## TO DO
Go through the records and filter out every line lacking the word "white"; copy the lines that remain.

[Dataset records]
------------------------------------

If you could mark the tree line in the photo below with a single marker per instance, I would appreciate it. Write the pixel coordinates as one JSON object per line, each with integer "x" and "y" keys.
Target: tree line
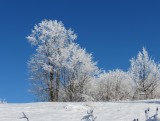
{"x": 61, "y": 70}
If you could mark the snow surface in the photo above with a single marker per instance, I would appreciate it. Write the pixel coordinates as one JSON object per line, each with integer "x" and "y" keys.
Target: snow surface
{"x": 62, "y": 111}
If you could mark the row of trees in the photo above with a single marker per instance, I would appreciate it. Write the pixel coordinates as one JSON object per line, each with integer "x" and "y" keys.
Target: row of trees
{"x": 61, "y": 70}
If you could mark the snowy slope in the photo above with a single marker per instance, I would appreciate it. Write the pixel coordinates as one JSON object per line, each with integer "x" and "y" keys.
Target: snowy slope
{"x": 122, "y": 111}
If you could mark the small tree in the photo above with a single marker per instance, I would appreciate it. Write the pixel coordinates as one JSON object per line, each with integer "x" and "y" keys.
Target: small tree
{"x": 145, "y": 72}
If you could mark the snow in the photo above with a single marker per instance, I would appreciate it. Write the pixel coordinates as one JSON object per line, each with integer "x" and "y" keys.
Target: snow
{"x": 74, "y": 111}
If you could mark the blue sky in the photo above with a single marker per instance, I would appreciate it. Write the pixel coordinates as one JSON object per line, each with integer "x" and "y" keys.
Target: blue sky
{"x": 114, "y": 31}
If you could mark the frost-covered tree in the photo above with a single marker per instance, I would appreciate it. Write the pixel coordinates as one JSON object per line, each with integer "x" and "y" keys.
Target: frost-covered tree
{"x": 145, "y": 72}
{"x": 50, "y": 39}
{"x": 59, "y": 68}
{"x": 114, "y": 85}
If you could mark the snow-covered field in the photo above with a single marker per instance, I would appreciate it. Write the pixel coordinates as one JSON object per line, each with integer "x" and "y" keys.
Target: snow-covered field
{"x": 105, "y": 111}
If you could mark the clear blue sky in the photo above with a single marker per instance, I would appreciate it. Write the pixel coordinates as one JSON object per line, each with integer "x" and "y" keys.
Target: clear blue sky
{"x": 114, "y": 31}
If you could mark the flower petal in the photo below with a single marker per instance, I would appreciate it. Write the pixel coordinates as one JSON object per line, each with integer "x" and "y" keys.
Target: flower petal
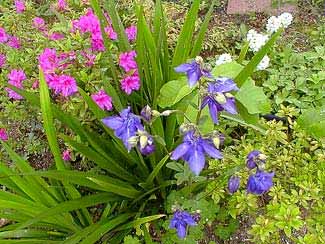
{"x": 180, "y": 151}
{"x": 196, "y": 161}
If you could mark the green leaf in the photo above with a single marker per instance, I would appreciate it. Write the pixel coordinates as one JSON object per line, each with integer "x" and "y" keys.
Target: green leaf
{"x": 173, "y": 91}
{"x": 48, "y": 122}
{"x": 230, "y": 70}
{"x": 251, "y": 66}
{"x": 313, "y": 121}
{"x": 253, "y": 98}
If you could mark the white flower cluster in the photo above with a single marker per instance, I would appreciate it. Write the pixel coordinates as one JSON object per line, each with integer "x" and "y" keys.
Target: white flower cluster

------------------------------------

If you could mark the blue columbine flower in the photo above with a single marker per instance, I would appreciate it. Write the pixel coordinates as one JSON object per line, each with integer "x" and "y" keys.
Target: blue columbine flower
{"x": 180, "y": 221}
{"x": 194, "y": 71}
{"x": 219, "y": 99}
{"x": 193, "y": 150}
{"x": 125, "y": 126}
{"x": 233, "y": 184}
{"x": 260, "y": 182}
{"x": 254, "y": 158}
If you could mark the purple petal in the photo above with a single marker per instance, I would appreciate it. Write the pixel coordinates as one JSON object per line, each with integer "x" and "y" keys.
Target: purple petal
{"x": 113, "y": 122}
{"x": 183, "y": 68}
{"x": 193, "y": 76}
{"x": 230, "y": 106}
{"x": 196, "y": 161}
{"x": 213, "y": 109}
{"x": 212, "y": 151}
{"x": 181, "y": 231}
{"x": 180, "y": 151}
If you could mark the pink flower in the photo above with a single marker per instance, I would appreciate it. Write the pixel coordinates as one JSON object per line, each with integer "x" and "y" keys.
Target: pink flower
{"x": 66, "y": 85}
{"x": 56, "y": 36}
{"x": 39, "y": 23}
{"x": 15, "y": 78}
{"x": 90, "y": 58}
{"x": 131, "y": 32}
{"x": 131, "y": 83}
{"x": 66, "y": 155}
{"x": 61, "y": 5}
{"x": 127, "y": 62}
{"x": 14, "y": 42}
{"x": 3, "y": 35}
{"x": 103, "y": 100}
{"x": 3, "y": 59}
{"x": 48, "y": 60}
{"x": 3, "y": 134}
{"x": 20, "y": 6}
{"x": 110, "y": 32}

------------------------------------

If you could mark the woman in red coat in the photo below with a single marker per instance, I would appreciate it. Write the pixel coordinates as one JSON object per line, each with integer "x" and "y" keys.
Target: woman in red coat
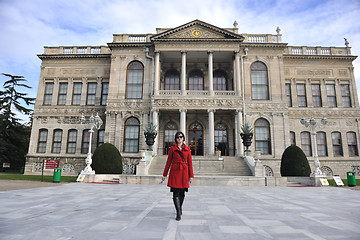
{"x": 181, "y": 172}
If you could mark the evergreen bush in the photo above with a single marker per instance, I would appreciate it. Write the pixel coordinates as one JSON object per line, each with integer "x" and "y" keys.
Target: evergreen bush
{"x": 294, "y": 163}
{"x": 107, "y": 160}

------------------------------------

## WRITTEN RESPONSE
If you could mark the white flower cluster in the photo above with a single marker per instance, I would appreciate it. Write the pixel coordinates as one JSON object per line, each with integer "x" and "y" keys.
Target: white flower cluster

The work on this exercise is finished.